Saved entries
%%

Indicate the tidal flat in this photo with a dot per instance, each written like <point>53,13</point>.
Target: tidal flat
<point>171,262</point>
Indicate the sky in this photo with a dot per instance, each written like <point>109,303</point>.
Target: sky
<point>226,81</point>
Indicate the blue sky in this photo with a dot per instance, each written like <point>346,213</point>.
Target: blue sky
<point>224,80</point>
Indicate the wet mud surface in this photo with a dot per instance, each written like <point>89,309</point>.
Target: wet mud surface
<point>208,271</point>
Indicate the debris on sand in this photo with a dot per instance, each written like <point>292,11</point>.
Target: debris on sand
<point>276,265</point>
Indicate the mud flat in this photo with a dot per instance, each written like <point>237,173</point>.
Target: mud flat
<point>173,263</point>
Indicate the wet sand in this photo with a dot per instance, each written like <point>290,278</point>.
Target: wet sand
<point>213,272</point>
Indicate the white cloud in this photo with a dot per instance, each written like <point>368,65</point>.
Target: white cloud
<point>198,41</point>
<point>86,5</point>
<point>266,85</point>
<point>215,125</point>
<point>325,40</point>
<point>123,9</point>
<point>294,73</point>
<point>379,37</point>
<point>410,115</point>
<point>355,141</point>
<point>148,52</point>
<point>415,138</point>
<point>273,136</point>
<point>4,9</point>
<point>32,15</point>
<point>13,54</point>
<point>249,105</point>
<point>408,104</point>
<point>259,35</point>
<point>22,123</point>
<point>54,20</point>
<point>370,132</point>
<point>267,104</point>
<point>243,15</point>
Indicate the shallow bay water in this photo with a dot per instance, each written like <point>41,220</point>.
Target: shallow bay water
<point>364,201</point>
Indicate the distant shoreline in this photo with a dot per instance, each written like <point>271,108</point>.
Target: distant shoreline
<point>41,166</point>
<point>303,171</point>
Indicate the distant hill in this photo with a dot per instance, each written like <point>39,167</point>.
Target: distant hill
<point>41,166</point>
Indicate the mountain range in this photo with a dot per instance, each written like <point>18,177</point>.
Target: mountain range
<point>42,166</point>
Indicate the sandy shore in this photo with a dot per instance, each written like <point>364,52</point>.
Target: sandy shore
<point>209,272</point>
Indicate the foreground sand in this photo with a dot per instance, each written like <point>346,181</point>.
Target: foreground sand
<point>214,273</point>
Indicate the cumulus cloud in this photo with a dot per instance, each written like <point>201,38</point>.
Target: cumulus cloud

%%

(Work instruction): All lines from the one that contains "Target: sandy shore" to the last line above must be given again exactly, with both included and nothing added.

(Completed exercise):
Target: sandy shore
<point>209,272</point>
Indicate the foreground sand in this photo with a dot per instance, each written like <point>346,181</point>.
Target: foreground sand
<point>214,273</point>
Indicate the cumulus cloud in this photo with a dot per instance, each written like <point>201,38</point>.
Target: cumulus cloud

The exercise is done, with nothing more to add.